--- START OF EXCERPT TO READ ---

Skip to main content

United need to do better on the pitch to fix finances

Manchester United may be leaner and fitter in financial terms since the arrival of Sir Jim Ratcliffe, but the desired level of success on the pitch is still elusive.

Manchester United’s wage bill fell to £73.6million during the first quarter following the Old Trafford club’s restructuring programme and the loan exits of high earners Marcus Rashford and Jadon Sancho.

United’s latest quarterly financial results revealed total revenues fell year-on-year during the first three months of the 2025-26 financial year, largely due to Ruben Amorim’s side failing to qualify for Europe and two fewer games played at Old Trafford.  Commercial revenues were also affected by United’s lack of a training kit partner following the end of a deal with block chain platform Tezos, worth in excess of £20m a year.

Despite this, United’s wage-to-revenue ratio fell to a healthy 52.5 per cent, compared with 56 per cent for the same period last year. The club’s total spending on wages was £73.6m, down from £80.2m the previous year. It is United’s lowest first-quarter wage bill since 2020.

Omar Berrada, United’s chief executive, said that United’s first-quarter results, covering the period up until September 30, demonstrate why the club made the “difficult decision” to enter a restructuring programme.

A club in decline?

On the face of it, United’s Q1 results, taking in the first three months of the 2025-26 season, show a club in decline. Revenue is down (£140.3million, £2.8m less than a year ago) and losses are up (£8.4m pre-tax loss, after a £1.6m profit in 2024-25).

However, analysis  by the New York Times suggests that wouldn’t be telling the full tale and, despite an awful season on the pitch last year having a bearing on these figures, there’s reason for optimism. Or, at the very least, justification for what CEO Berrada termed “difficult decisions” made recently.

--- END OF EXCERPT TO READ ---
--- START OF ROWS ---

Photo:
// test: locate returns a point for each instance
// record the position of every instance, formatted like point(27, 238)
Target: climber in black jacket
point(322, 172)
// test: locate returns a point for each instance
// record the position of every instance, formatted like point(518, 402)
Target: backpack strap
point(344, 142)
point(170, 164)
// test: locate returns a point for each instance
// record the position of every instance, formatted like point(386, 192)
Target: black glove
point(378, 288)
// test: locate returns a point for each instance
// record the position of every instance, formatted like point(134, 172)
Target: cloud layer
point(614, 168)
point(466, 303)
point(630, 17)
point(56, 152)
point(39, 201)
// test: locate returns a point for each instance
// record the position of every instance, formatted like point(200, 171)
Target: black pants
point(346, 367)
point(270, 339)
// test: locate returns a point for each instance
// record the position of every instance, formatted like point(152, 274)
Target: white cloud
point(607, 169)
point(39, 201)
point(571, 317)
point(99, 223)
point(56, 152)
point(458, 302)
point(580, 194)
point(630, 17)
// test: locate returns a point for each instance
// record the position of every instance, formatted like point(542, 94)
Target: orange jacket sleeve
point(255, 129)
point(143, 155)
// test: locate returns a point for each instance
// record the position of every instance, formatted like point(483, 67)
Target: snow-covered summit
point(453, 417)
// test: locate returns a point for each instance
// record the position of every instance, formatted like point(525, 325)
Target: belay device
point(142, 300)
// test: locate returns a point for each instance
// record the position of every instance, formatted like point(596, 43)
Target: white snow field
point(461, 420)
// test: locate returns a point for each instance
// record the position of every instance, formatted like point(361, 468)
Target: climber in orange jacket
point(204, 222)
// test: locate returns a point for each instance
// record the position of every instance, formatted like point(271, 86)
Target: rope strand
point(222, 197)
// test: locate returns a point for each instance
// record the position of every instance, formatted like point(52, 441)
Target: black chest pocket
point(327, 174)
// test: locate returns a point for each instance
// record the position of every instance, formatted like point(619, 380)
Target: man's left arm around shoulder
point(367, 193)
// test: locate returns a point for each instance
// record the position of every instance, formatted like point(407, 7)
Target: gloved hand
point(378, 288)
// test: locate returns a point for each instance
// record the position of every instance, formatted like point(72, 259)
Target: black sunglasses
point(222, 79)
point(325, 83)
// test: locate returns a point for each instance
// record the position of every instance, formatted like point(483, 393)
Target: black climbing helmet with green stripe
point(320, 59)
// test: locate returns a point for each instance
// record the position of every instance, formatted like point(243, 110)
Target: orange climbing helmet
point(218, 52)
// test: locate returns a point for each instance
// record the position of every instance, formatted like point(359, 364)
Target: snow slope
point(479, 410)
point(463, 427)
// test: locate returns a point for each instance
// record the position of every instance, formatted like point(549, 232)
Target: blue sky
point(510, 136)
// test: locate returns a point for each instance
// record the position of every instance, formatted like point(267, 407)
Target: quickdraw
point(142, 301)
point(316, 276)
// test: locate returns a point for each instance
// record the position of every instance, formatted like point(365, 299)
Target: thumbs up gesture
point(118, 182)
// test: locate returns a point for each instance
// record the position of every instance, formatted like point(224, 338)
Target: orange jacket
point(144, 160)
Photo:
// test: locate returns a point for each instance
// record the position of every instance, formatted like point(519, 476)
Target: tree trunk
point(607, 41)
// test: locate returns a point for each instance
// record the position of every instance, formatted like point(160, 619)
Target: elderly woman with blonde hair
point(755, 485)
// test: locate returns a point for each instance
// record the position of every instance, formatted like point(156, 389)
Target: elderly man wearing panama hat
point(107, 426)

--- END OF ROWS ---
--- START OF ROWS ---

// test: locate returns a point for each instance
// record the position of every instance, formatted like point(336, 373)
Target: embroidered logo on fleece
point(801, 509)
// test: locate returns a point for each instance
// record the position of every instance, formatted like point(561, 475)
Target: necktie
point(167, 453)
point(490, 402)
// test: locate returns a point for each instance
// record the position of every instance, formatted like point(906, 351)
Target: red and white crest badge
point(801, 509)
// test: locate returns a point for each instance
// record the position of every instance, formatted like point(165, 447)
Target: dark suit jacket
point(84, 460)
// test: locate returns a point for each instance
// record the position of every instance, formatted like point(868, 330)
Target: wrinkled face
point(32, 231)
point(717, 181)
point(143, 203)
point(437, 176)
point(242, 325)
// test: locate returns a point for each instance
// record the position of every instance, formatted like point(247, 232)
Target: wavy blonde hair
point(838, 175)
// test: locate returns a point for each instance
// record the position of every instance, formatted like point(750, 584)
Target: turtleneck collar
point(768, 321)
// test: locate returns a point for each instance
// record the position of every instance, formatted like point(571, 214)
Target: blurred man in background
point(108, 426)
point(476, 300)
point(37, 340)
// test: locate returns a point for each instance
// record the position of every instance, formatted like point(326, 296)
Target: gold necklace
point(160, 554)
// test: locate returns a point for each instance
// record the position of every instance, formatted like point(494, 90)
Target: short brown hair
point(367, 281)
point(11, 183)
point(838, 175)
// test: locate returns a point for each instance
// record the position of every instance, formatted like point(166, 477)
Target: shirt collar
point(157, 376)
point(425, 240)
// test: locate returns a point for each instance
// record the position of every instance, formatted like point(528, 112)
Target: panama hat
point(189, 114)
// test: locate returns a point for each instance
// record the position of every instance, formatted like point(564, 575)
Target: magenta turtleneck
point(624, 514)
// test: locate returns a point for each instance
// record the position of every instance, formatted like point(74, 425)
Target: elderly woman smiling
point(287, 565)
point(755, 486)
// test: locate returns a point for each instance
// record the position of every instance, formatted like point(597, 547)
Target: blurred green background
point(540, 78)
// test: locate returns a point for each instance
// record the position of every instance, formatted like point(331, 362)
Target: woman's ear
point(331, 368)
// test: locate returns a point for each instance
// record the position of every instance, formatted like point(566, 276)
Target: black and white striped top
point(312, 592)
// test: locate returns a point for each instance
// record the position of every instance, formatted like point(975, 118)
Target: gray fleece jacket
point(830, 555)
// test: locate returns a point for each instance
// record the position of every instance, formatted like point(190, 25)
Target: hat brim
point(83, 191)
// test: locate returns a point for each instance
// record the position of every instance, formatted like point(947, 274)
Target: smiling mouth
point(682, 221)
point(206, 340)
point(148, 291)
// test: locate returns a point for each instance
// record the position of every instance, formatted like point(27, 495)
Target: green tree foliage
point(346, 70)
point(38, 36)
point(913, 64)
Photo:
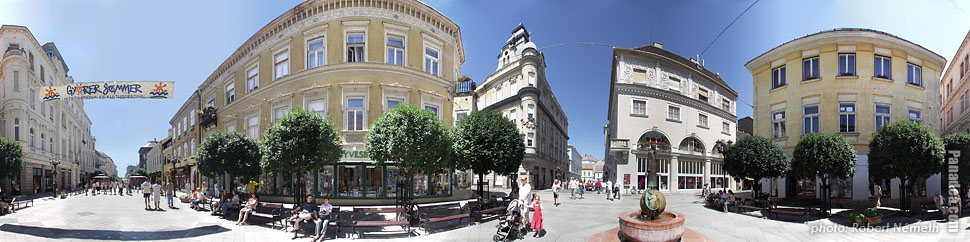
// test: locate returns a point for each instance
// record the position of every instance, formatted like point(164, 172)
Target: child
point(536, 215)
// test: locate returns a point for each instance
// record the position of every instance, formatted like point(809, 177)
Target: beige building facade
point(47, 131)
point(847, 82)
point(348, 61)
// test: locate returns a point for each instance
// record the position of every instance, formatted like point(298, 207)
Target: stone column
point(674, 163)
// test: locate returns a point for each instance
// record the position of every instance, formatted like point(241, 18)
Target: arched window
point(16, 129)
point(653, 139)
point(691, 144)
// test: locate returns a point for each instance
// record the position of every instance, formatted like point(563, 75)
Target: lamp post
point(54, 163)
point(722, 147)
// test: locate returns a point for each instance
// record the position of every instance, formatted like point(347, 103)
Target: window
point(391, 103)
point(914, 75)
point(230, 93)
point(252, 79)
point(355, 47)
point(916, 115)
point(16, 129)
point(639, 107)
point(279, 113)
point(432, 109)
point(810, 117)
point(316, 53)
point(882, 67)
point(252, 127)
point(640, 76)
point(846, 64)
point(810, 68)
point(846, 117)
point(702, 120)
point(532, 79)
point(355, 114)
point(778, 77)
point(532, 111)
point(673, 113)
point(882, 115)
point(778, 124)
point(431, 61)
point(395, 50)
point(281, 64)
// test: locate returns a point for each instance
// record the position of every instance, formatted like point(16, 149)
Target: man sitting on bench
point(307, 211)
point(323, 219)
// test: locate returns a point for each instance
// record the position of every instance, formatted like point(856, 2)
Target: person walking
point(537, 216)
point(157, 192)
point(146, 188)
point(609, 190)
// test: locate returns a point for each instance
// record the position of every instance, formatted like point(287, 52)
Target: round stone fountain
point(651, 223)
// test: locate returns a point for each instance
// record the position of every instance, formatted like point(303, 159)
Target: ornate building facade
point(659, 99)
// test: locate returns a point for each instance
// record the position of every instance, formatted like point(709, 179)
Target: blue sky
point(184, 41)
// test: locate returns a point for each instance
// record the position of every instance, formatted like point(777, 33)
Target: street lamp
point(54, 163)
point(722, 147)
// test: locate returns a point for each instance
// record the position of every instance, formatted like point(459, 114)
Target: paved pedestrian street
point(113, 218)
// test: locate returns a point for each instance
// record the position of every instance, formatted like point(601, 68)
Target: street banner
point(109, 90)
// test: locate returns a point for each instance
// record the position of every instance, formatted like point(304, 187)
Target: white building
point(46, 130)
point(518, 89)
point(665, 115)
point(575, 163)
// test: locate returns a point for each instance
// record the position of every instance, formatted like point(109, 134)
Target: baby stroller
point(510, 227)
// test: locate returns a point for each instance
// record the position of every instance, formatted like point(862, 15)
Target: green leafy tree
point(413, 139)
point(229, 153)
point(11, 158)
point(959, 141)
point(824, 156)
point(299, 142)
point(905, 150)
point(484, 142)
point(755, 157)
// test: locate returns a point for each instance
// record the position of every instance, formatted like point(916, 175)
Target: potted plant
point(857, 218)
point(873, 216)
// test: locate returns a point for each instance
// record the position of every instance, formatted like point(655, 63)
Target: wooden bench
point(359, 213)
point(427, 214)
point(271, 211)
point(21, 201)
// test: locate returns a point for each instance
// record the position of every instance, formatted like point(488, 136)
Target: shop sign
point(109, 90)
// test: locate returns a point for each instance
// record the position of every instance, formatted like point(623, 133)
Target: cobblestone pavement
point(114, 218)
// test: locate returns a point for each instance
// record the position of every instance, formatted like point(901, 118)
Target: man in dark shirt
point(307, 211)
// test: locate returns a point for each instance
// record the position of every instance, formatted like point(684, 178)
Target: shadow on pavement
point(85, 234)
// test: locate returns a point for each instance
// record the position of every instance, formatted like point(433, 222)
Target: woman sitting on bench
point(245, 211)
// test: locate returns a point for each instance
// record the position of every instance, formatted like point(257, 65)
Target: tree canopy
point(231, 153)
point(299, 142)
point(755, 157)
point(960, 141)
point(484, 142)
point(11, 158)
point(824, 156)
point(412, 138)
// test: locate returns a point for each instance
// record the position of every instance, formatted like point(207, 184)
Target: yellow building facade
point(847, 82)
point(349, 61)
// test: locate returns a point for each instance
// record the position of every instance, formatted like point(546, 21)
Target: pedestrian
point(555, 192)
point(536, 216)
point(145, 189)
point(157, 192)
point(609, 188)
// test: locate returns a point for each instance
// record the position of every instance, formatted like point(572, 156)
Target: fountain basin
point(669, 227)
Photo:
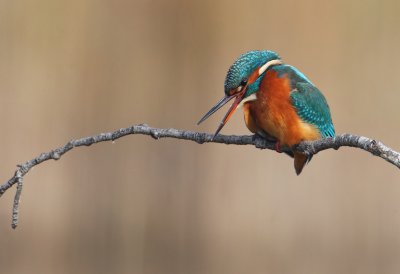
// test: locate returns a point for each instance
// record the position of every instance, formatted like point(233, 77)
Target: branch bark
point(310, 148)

--- END OF ROWS ---
--- START OF ROWS ---

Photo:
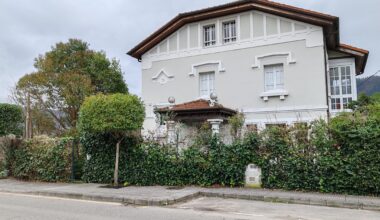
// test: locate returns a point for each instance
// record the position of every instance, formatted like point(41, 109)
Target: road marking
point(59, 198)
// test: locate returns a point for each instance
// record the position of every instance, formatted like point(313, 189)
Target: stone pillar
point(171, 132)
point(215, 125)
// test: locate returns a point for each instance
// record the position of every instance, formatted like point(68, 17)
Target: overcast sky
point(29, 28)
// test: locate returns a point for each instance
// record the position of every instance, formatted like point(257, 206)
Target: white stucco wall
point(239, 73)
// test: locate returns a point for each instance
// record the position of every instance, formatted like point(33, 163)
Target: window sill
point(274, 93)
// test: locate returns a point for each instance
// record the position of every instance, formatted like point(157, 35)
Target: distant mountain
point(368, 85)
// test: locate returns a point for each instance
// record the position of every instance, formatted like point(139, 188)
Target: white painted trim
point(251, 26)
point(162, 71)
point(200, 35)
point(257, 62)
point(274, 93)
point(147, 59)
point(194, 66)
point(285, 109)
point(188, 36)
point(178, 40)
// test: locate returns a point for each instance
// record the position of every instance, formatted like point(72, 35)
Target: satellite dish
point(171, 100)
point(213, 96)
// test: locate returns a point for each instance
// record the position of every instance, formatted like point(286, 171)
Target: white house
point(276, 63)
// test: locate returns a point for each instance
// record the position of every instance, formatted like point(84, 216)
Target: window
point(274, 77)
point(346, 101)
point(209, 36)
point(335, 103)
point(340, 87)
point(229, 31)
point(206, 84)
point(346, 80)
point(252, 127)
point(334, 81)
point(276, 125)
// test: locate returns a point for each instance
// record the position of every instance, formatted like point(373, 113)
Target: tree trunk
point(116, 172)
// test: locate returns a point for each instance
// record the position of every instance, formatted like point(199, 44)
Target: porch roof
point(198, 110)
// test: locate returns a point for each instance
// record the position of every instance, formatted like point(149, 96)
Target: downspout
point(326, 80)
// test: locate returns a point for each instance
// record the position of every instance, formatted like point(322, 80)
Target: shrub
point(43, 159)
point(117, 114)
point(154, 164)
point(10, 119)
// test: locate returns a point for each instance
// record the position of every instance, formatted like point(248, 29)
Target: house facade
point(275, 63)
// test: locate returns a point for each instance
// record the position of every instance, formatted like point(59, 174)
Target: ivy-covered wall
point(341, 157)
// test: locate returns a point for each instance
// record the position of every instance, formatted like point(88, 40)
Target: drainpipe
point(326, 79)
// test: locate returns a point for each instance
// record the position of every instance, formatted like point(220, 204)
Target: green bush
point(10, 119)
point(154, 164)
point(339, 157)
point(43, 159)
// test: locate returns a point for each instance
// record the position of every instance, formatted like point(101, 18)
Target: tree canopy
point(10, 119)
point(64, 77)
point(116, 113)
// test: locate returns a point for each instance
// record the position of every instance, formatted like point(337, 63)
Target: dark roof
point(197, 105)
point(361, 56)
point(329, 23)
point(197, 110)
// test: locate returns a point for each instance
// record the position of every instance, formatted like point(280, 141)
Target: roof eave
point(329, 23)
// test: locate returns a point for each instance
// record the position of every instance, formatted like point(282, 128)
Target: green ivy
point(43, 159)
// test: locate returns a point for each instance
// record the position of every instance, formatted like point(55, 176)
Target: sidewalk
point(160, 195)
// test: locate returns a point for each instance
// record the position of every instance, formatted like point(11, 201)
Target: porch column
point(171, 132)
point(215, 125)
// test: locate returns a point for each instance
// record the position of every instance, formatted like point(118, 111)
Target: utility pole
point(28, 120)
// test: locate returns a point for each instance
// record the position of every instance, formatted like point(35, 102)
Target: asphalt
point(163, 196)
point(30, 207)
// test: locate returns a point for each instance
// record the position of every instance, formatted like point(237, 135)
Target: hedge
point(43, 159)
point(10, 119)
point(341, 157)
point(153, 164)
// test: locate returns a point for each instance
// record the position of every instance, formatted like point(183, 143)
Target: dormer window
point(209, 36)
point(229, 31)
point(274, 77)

--- END OF ROWS ---

*AIM 1:* According to the article on Manchester United's finances, what was the club's wage-to-revenue ratio in the first quarter?
*AIM 2:* In the article on Manchester United's finances, swap "high earners" for "top earners", writing out the passage that begins at the words "Manchester United’s wage" and stops after "and Jadon Sancho.".
*AIM 3:* Continue the article on Manchester United's finances from its final sentence.
The records come from a separate source and have no connection to the article.

*TASK RESULT 1:* 52.5 per cent.

*TASK RESULT 2:*
Manchester United’s wage bill fell to £73.6million during the first quarter following the Old Trafford club’s restructuring programme and the loan exits of top earners Marcus Rashford and Jadon Sancho.

*TASK RESULT 3:*
The most obvious impact is shown in United’s wage bill, which dropped to a five-year low. More importantly, wages as a proportion of revenue were down to a six-year low, even as the latter fell.

Hefty cuts since Sir Jim Ratcliffe’s arrival are having their impact, though United’s finances remain far from fixed. Improved on-field performance is vital; revenue is still projected to dip overall in 2025-26, and that’s not a theme that can continue without further cuts to spending, which United won’t want to make.   You don't have to be a financial or football genius to spot the potential contradiction.

Debt and interest payments

Lurking in the background remains massive debt, which totalled £749.2million on 30 September. The figure was roughly known already but is no less galling for that, as it is close to the highest United’s debt has ever been.

A further £10.9m in interest payments flowed out in the first quarter, reflecting ongoing annual bills around £40m. Those, combined with an unfavourable swing in exchange rates, ensured the Q1 bottom line showed a loss for the fifth year in six.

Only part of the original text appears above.